■ What to work on ■
Report every line of the listing below that contains the word "glass".

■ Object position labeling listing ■
— begin —

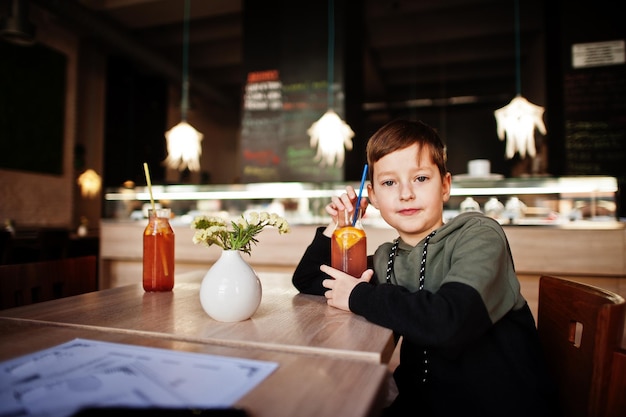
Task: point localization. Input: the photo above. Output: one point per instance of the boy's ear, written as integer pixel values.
(371, 196)
(446, 187)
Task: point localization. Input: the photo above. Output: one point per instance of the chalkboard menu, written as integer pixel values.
(595, 121)
(286, 91)
(32, 108)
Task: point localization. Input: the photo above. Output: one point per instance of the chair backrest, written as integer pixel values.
(580, 327)
(33, 282)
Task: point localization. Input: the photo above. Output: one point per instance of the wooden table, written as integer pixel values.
(285, 320)
(303, 385)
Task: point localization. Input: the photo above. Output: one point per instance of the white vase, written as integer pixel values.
(231, 290)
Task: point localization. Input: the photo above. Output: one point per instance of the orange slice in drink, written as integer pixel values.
(348, 236)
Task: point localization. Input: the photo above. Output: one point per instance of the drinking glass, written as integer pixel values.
(348, 248)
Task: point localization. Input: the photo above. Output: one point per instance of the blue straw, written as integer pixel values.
(358, 200)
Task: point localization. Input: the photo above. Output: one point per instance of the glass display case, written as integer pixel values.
(532, 200)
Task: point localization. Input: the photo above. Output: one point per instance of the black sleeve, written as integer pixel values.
(307, 277)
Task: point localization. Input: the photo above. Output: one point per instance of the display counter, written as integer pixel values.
(568, 228)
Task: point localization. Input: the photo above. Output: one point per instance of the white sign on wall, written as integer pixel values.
(596, 54)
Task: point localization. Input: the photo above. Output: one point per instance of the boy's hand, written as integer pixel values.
(341, 286)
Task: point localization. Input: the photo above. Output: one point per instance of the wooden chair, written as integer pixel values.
(581, 328)
(33, 282)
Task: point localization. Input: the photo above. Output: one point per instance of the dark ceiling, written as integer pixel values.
(417, 53)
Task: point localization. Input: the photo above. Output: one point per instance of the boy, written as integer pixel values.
(469, 342)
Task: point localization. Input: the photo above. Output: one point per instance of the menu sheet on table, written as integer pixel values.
(61, 380)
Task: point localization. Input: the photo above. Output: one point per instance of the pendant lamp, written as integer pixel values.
(517, 121)
(330, 134)
(184, 143)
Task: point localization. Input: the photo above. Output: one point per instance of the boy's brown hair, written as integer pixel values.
(400, 134)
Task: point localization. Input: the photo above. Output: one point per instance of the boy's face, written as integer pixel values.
(409, 192)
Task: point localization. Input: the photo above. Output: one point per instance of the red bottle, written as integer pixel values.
(158, 252)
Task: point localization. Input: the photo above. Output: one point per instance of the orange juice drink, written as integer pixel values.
(158, 253)
(348, 250)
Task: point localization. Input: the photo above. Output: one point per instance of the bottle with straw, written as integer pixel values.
(158, 247)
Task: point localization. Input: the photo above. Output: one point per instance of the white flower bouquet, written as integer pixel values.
(215, 230)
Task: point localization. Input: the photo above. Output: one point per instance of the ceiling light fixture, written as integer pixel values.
(330, 133)
(517, 120)
(184, 143)
(90, 183)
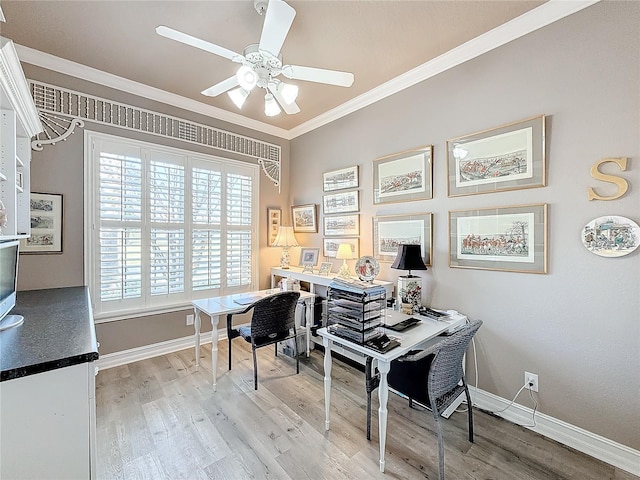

— end —

■ Written response ■
Task: point localization. Input: the photo above. Output: one point per instance of the drinking glass, written as integer pixel values.
Task: point localization. Input: the photo above. Output: one point per instance of the glass display case, written as integer pixel values.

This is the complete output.